Excerpted text -

Thursday, April 2, 2009 at 11:53 pm (everything else) ()

Yesterday I was skeptical about almost everything I heard or read. Peter’s moving to Colorado soon? I doubt it. My favorite home improvement bloggers like lampshades with cats printed on them? Not likely. The Guardian is switching to a Twitter-only format? Not at all believable, but fun to imagine. (“OMG Hitler invades Poland, allies declare war see tinyurl.com/b5×6e for more.”)

April Fools jokes are much more amusing when they take place ON April Fools Day… and not a day (or a month or a year) later. But thanks to the internet, many April Fools news articles linger forever. On 364 days each year, I read news articles without giving a second thought to whether they’re legitimate, so I was more than a little surprised by an article I read this evening announcing that Rush Limbaugh had accepted an invitation to speak at a Sojourners event. What?! I realized it wasn’t true when I got to the part about Limbaugh calling Jim Wallis at 3:00 in the morning and being told to read his Bible.

One of my favorite online April Fools jokes is one I discovered a year or so ago. I can’t recall whether I found it on April Fools Day, but that time I wasn’t duped. A baby boy had been born very prematurely, and his parents were maintaining a blog documenting his progress in the hospital. They regularly posted pictures of the baby with a certain stuffed animal (dog? tiger?) so that all of their friends and family could see how much the preemie was growing.

Listed entries -
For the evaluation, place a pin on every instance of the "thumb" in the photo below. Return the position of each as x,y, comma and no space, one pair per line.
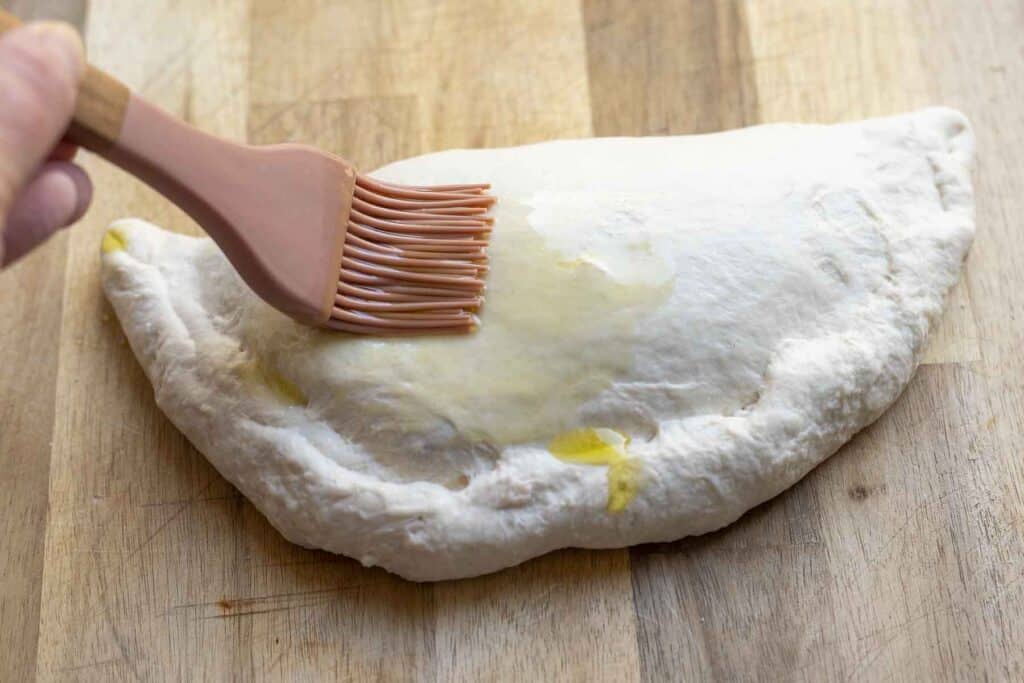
41,66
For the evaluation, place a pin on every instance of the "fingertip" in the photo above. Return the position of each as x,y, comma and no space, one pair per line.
55,198
83,191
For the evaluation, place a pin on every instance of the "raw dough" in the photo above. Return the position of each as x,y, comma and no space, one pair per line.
677,329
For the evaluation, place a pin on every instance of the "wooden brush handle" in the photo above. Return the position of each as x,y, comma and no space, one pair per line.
99,111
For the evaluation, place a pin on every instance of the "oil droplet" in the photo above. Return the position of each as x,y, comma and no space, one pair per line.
602,446
114,240
283,388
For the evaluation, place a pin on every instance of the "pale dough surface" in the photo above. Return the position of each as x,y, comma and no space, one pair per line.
677,329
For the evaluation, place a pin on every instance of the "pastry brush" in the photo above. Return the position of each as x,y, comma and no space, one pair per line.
309,235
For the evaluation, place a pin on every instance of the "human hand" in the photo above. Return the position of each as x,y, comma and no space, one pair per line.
41,190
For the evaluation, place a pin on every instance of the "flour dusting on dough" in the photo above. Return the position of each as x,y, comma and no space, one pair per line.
675,330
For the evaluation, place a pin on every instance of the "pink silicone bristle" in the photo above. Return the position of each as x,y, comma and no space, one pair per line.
413,259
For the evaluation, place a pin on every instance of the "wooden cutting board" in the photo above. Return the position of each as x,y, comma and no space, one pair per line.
126,556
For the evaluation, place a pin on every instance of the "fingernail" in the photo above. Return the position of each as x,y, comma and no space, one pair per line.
65,40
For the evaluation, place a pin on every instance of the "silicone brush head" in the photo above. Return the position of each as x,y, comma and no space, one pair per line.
413,259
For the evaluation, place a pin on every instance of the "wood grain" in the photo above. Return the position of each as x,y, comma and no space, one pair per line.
126,556
27,399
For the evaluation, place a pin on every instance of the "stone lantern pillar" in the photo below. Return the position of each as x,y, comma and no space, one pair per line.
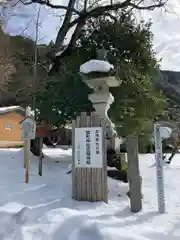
98,74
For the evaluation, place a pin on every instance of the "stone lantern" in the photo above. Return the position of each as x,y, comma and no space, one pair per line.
99,75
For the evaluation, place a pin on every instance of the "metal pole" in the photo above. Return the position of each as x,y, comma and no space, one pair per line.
159,168
27,144
35,61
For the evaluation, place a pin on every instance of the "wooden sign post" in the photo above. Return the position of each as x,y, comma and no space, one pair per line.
28,127
159,168
89,169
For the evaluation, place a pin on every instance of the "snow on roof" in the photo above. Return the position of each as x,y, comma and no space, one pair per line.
10,109
95,66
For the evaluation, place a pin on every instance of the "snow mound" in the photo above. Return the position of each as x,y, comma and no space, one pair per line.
96,66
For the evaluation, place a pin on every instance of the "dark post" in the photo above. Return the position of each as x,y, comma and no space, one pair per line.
41,156
134,174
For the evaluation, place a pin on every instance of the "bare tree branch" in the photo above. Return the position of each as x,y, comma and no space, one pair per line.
49,4
65,25
82,16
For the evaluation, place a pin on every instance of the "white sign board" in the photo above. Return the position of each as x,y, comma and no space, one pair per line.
28,128
159,168
88,147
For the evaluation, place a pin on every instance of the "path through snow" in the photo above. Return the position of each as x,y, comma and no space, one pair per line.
44,210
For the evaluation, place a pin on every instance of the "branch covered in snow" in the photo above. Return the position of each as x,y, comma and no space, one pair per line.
88,10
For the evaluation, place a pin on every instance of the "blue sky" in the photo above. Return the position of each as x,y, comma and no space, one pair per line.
165,29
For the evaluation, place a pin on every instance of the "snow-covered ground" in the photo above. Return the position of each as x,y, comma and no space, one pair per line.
44,210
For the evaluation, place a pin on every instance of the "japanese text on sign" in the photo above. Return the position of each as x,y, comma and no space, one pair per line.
88,147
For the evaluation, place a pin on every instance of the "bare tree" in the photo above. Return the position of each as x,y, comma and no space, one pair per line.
6,62
78,12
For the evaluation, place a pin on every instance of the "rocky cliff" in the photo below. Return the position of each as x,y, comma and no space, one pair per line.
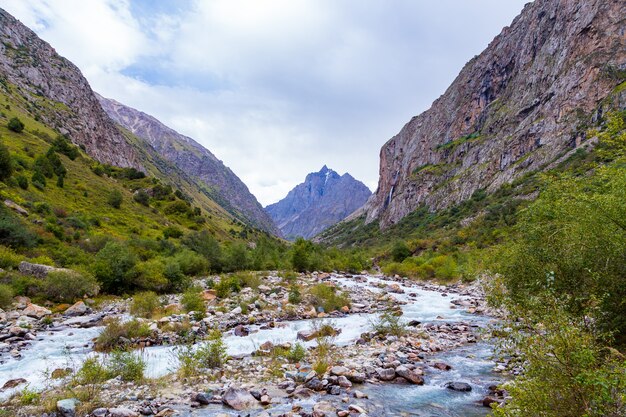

Work instruction -
In the April Fools post, which detail showed the writer that the article about Rush Limbaugh speaking at a Sojourners event was not true?

Output of the task -
The part about Limbaugh calling Jim Wallis at 3:00 in the morning and being told to read his Bible.